▶ The data:
BEGIN

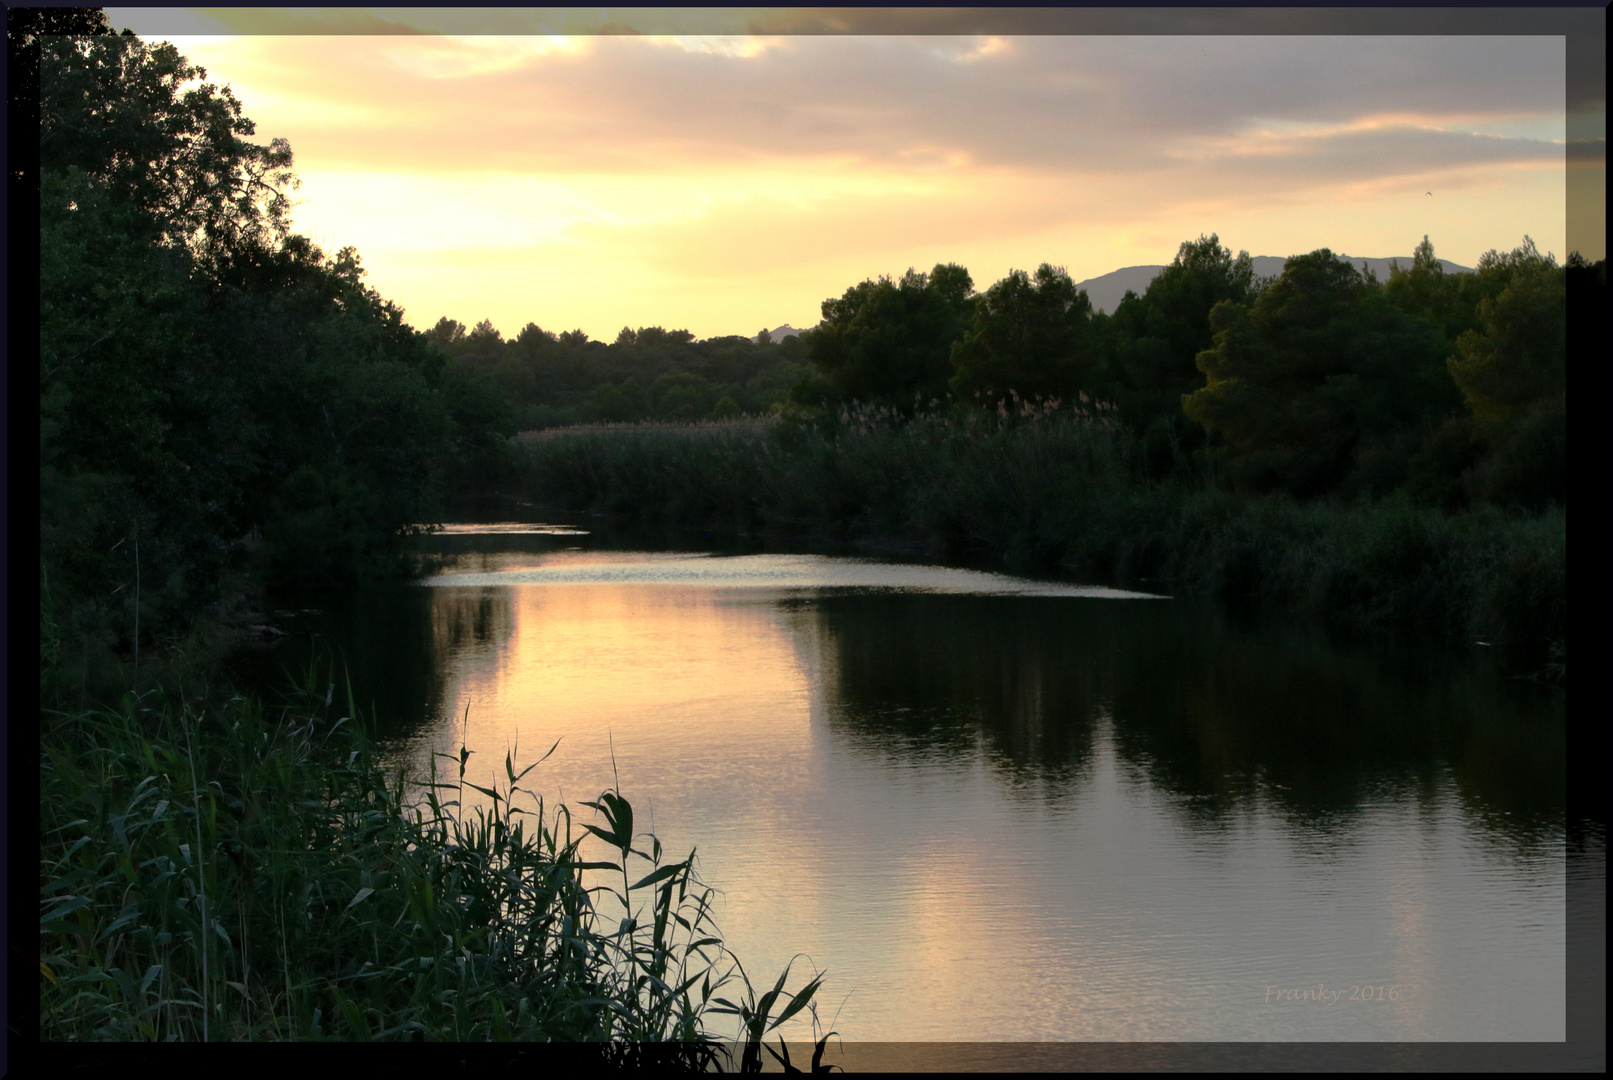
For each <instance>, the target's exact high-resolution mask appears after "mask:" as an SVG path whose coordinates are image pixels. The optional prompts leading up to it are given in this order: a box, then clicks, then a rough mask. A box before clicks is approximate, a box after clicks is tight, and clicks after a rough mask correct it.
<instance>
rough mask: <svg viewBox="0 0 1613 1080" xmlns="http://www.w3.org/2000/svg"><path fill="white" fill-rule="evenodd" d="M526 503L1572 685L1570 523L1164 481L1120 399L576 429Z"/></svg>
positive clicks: (1529, 515)
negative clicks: (1319, 616) (628, 517)
mask: <svg viewBox="0 0 1613 1080" xmlns="http://www.w3.org/2000/svg"><path fill="white" fill-rule="evenodd" d="M518 484H519V487H521V495H523V496H526V498H529V500H532V501H537V503H542V505H547V506H553V508H560V509H568V511H589V513H605V514H615V516H619V517H632V519H636V521H644V522H665V524H674V525H681V527H689V529H703V530H718V532H724V534H771V535H774V537H781V538H789V540H808V542H832V543H847V545H860V546H865V548H873V550H894V551H911V553H921V555H926V556H929V558H942V559H950V561H961V563H974V564H995V566H1008V567H1015V569H1037V571H1048V569H1060V571H1066V572H1074V574H1079V575H1082V577H1086V579H1087V580H1097V582H1108V584H1119V585H1129V584H1139V582H1140V584H1148V585H1152V587H1155V588H1158V590H1168V592H1177V593H1198V595H1216V596H1221V598H1224V600H1229V601H1239V603H1242V601H1248V600H1258V601H1265V603H1274V604H1281V606H1286V608H1290V609H1298V611H1310V613H1315V614H1319V616H1324V617H1327V619H1332V621H1337V622H1344V624H1348V625H1353V627H1360V629H1374V627H1416V629H1421V630H1428V632H1432V633H1436V635H1439V637H1442V638H1445V640H1450V642H1484V643H1487V645H1494V646H1498V648H1502V650H1503V651H1505V653H1507V654H1508V663H1511V664H1513V666H1515V667H1519V669H1528V671H1536V672H1542V674H1544V675H1545V677H1550V679H1561V677H1563V675H1565V674H1566V667H1565V664H1563V651H1565V645H1566V642H1565V638H1566V516H1565V511H1563V508H1550V509H1547V511H1544V513H1537V514H1523V513H1508V511H1503V509H1498V508H1495V506H1476V508H1473V509H1468V511H1461V513H1447V511H1444V509H1437V508H1429V506H1419V505H1413V503H1411V501H1410V500H1407V498H1405V496H1403V495H1394V496H1389V498H1386V500H1379V501H1371V503H1363V501H1358V503H1327V501H1307V503H1302V501H1295V500H1292V498H1289V496H1284V495H1268V496H1253V495H1242V493H1234V492H1227V490H1224V488H1219V487H1216V485H1215V482H1213V480H1211V479H1208V477H1195V476H1187V472H1186V471H1177V472H1176V474H1174V476H1166V477H1163V479H1150V477H1148V476H1147V469H1145V464H1144V455H1142V445H1140V440H1137V438H1136V437H1134V435H1132V434H1129V432H1127V430H1126V429H1123V427H1121V426H1119V424H1118V422H1116V421H1115V419H1113V413H1111V411H1110V409H1108V408H1107V406H1103V405H1087V406H1077V408H1068V406H1065V408H1057V406H1053V408H1048V406H1044V405H1034V403H1024V401H1018V400H1015V401H1005V403H1002V405H1000V406H998V411H997V413H995V414H979V413H976V414H973V416H961V417H960V416H940V414H932V416H919V417H916V419H913V421H902V419H900V417H897V416H895V414H894V413H889V411H882V409H876V408H853V409H845V411H842V413H840V416H837V417H831V419H829V421H827V422H824V424H818V426H813V424H803V422H792V421H779V422H777V424H774V426H771V427H760V426H752V427H705V429H702V427H690V429H686V430H666V429H655V430H650V429H647V430H631V429H623V430H600V432H576V434H569V435H568V437H566V438H553V440H542V442H532V443H527V445H524V447H521V448H519V480H518Z"/></svg>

END

In your copy of the data above, leave out the pictures and repeat everything else exactly.

For each <instance>, the target's exact high-resolution mask appears after "mask:" as an SVG path whose coordinates are image pixels. The optional prompts leading up to it are given in this order: a box, then clicks, then a rough mask. A box before clicks is approximate, a box after clicks is tight, and clicks after a rough mask correct it.
<instance>
rough mask: <svg viewBox="0 0 1613 1080" xmlns="http://www.w3.org/2000/svg"><path fill="white" fill-rule="evenodd" d="M526 503L1572 685L1570 523L1164 481L1120 399L576 429Z"/></svg>
positive clicks: (1529, 515)
negative clicks: (1319, 616) (628, 517)
mask: <svg viewBox="0 0 1613 1080" xmlns="http://www.w3.org/2000/svg"><path fill="white" fill-rule="evenodd" d="M518 484H519V487H521V495H523V496H526V498H529V500H532V501H537V503H542V505H547V506H553V508H560V509H568V511H589V513H605V514H615V516H619V517H632V519H636V521H644V522H665V524H674V525H681V527H689V529H703V530H718V532H724V534H771V535H774V537H781V538H789V540H808V542H832V543H847V545H860V546H865V548H873V550H894V551H911V553H921V555H926V556H929V558H942V559H950V561H961V563H974V564H995V566H1008V567H1015V569H1037V571H1048V569H1060V571H1066V572H1074V574H1079V575H1082V577H1086V579H1087V580H1097V582H1108V584H1119V585H1129V584H1139V582H1140V584H1148V585H1152V587H1155V588H1158V590H1168V592H1177V593H1198V595H1216V596H1221V598H1224V600H1229V601H1239V603H1242V601H1248V600H1258V601H1265V603H1274V604H1281V606H1286V608H1290V609H1298V611H1310V613H1315V614H1319V616H1324V617H1327V619H1332V621H1337V622H1344V624H1348V625H1353V627H1360V629H1374V627H1416V629H1421V630H1428V632H1432V633H1436V635H1439V637H1442V638H1445V640H1450V642H1484V643H1487V645H1494V646H1498V648H1502V650H1503V651H1505V653H1507V654H1508V663H1511V664H1513V666H1515V667H1519V669H1528V671H1536V672H1542V674H1544V675H1545V677H1550V679H1561V677H1563V675H1565V674H1566V667H1565V664H1563V651H1565V645H1566V642H1565V638H1566V516H1565V511H1563V508H1550V509H1547V511H1544V513H1537V514H1523V513H1508V511H1503V509H1498V508H1495V506H1476V508H1473V509H1468V511H1461V513H1447V511H1444V509H1437V508H1429V506H1419V505H1413V503H1411V501H1410V500H1407V498H1405V496H1403V495H1394V496H1389V498H1386V500H1379V501H1371V503H1363V501H1358V503H1327V501H1307V503H1302V501H1295V500H1292V498H1289V496H1284V495H1268V496H1253V495H1242V493H1234V492H1227V490H1224V488H1219V487H1216V485H1215V482H1213V480H1211V479H1208V477H1195V476H1187V472H1186V471H1177V472H1176V474H1174V476H1166V477H1163V479H1150V477H1148V476H1147V469H1145V464H1144V455H1142V445H1140V440H1137V438H1136V437H1134V435H1132V434H1129V432H1127V430H1126V429H1123V427H1121V426H1119V424H1118V422H1116V421H1115V419H1113V413H1111V411H1110V409H1108V408H1107V406H1103V405H1087V406H1077V408H1068V406H1065V408H1057V406H1053V408H1048V406H1044V405H1034V403H1024V401H1018V400H1015V401H1005V403H1002V405H1000V406H998V411H997V413H995V414H979V413H976V414H973V416H961V417H960V416H940V414H932V416H919V417H916V419H913V421H902V419H900V417H897V416H895V414H894V413H889V411H882V409H876V408H853V409H845V411H842V413H840V416H837V417H831V419H829V421H827V422H824V424H818V426H813V424H803V422H792V421H779V422H777V424H774V426H771V427H760V426H752V427H705V429H702V427H690V429H686V430H666V429H655V430H650V429H647V430H631V429H623V430H600V432H576V434H569V435H568V437H566V438H553V440H542V442H532V443H527V445H524V447H521V448H519V480H518Z"/></svg>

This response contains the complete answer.